▶ _To be done_: Find every line in the data below that contains the word "rubber" and copy each one.

* start Exercise data *

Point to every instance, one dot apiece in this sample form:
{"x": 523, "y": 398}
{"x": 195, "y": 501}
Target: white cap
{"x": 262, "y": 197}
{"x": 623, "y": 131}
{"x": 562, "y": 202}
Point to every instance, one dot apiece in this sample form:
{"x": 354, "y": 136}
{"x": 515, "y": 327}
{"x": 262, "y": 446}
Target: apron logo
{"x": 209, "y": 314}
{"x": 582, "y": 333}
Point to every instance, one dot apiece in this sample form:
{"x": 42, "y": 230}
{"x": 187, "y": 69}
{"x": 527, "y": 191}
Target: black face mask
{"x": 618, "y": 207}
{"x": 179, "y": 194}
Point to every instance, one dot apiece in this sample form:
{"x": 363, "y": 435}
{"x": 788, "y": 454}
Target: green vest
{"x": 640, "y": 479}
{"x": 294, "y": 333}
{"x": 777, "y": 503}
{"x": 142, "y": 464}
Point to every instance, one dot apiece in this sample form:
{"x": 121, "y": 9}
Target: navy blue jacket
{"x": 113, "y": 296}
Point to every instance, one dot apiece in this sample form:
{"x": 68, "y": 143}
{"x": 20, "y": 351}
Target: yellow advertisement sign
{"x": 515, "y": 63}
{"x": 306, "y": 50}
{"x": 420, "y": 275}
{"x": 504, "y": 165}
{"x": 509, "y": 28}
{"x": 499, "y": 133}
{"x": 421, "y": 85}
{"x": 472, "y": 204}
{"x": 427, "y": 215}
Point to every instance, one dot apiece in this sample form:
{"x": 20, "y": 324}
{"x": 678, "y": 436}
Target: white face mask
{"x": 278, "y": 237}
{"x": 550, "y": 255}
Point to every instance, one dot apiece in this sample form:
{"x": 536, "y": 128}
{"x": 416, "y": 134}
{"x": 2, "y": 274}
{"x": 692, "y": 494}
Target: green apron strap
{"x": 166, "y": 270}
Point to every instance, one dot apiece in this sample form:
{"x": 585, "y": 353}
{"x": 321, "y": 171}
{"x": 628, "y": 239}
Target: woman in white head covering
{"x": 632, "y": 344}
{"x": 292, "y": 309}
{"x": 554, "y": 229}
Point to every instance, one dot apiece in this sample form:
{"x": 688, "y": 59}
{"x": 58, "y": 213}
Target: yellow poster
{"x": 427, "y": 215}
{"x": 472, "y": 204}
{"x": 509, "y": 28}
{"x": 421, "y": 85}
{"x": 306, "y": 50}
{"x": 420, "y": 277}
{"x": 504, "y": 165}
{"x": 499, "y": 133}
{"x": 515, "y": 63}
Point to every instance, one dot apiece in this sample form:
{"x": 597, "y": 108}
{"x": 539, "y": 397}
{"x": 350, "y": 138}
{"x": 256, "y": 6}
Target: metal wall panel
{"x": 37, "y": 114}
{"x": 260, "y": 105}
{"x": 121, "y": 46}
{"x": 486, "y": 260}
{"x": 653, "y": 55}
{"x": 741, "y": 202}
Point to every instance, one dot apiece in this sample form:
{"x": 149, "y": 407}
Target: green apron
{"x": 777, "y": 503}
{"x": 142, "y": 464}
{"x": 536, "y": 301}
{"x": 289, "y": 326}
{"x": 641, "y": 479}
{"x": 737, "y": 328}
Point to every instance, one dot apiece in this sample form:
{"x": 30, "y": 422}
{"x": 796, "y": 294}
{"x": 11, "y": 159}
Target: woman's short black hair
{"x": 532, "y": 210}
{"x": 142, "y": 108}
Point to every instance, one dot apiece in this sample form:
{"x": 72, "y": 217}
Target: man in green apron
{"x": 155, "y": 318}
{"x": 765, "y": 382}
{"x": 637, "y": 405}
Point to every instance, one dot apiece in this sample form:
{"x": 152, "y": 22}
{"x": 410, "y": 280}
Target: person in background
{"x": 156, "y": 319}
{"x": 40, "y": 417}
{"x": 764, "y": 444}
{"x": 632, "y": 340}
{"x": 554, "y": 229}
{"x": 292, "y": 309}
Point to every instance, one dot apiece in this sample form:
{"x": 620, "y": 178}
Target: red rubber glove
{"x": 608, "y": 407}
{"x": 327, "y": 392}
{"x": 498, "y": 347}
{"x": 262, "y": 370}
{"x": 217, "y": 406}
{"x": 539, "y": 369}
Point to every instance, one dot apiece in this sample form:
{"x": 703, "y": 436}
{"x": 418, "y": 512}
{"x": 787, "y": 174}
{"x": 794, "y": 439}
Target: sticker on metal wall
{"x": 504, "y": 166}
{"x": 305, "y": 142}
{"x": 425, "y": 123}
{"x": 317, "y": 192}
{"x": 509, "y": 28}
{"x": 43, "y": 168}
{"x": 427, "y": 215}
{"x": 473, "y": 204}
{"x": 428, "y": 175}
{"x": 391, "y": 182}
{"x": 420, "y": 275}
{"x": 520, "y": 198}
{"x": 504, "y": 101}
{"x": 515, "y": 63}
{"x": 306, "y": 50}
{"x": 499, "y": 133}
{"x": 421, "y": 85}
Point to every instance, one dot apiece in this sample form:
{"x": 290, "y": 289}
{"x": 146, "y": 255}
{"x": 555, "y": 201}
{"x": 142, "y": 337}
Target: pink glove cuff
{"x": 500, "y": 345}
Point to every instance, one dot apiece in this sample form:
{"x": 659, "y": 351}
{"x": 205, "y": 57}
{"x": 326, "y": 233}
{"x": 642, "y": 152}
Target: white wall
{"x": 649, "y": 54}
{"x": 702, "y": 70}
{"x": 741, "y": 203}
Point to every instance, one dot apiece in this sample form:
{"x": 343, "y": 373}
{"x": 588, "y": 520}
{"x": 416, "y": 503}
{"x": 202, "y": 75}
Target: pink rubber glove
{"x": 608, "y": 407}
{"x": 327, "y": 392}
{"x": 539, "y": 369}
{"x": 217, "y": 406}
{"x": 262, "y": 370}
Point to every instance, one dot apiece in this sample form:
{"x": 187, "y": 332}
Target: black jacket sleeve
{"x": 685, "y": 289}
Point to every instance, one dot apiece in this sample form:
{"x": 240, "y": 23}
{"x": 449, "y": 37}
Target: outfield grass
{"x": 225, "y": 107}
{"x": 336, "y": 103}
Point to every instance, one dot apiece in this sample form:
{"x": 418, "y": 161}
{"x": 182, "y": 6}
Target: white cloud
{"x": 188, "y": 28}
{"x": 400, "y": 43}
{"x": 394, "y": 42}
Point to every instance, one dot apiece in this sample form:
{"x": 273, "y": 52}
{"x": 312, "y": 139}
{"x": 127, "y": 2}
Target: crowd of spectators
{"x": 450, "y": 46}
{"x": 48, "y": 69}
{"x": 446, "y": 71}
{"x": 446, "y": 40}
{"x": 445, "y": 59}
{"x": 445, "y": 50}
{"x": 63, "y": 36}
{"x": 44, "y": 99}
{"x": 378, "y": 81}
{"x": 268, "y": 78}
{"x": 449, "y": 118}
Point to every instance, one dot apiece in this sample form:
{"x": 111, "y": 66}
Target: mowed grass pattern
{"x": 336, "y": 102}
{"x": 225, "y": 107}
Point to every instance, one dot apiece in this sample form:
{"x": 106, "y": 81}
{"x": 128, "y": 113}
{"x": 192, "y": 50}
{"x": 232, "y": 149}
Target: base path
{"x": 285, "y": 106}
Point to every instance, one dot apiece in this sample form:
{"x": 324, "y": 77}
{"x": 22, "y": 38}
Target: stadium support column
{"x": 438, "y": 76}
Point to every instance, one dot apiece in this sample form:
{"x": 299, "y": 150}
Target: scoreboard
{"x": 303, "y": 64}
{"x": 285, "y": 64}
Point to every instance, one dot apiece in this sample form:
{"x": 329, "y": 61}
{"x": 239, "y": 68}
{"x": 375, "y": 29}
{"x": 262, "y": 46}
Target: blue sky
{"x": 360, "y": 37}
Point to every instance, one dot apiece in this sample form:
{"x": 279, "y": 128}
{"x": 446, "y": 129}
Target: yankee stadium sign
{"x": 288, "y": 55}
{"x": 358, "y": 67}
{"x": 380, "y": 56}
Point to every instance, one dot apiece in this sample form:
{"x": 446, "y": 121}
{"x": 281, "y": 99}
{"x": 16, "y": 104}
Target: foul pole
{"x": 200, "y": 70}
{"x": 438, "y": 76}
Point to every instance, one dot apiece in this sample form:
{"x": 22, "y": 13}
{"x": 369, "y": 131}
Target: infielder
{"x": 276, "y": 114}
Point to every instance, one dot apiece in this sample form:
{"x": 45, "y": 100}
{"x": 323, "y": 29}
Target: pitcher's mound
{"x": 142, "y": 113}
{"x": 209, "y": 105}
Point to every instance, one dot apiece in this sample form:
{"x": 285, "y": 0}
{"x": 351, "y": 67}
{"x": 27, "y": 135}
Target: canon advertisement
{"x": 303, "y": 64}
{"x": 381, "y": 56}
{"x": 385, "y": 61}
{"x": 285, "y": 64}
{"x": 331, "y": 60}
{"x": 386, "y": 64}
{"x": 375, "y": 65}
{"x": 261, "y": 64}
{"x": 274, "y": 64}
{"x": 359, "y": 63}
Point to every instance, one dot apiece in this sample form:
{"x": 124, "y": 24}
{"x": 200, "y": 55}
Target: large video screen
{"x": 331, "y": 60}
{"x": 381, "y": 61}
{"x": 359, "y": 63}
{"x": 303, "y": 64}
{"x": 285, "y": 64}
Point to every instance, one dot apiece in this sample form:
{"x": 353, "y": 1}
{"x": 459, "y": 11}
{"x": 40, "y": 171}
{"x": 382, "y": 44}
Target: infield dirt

* end Exercise data *

▶ _Reply to the exercise_:
Target: red rubber glove
Target: pink rubber glove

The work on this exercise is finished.